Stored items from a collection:

* * *

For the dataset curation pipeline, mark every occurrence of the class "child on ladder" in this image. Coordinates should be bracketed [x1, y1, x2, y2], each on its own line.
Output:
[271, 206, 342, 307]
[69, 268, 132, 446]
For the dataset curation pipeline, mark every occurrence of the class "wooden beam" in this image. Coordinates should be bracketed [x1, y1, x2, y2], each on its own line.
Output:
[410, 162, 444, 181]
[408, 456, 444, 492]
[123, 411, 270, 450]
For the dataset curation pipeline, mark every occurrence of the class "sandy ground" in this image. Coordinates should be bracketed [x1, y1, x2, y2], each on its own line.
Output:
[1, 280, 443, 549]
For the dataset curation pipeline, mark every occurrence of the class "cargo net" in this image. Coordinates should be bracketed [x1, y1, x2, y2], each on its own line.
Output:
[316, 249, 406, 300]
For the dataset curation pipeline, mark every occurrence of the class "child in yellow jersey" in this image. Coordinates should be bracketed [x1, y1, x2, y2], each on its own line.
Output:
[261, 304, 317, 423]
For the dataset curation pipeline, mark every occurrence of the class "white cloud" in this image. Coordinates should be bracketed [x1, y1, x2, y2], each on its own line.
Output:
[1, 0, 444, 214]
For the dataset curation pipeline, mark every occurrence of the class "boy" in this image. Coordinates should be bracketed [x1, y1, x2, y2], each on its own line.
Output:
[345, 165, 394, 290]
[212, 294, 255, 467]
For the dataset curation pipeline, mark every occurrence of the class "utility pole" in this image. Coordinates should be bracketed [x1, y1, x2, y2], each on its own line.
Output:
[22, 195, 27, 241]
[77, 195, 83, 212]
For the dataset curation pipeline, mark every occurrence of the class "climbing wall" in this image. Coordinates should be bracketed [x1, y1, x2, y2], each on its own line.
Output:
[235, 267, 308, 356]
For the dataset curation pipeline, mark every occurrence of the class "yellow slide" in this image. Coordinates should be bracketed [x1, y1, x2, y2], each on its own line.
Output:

* * *

Give the entries again in full, with nothing changed.

For the dataset curation pipeline, mark every occurrence of the class "child on ladder" in this image. Coordinates should be bracketed [x1, y1, x2, y2], each on its own line.
Output:
[271, 206, 342, 307]
[69, 268, 132, 446]
For the dataset curation pipeline, mark every occurrence of the class "wooden beam" in this image. Coordinates should be bracketed [x1, y1, x2, y2], each on its own line.
Output:
[410, 162, 444, 181]
[408, 456, 444, 492]
[123, 411, 270, 450]
For the dataset curation pipeline, mark every occurrence of the class "sandy ground" in this image. Coordinates should be bracketed [x1, y1, x2, y2], each on its own line.
Output:
[1, 280, 443, 549]
For the dataset curation pipeline, mark every occurrence of the class "cargo net" in this image. Coordinates should be bracketed [x1, y1, x2, y2], each on its own line.
Output:
[316, 249, 406, 300]
For the dataset curation pipeline, mark every occurrence of the class "child in yellow jersey" in this image. Coordinates should be bracketed [x1, y1, x2, y2], each on its own line.
Output:
[261, 304, 317, 423]
For the dataset curation pipeline, mark every occurrence of the class "white cloud" in this image. Coordinates should be bracketed [x1, y1, x2, y2], each on its own line.
Output:
[1, 0, 444, 214]
For the dataset curation pipeline, mark every occurrence of the class "boy" in this image. Coordinates should be bracketed [x1, y1, x2, y2], each on its own line.
Output:
[345, 165, 394, 290]
[212, 294, 255, 467]
For the dataset curation pipeline, mark every occurrence of the class "utility pole" in this image. Coordinates should be bracketed [x1, y1, x2, y2], each on its own line.
Output:
[22, 195, 27, 241]
[77, 195, 83, 212]
For the dataset curation pipeline, mark every occurrence of the class "climbing wall" in this image. Coordinates should be bracketed [x1, y1, x2, y2], each on its own line.
Output:
[235, 267, 308, 356]
For the dataset curation pipeline, mark every occurrence of the class "yellow slide" in this image. Coordinates should be bracketed [x1, y1, x2, y2], each on its own line.
Output:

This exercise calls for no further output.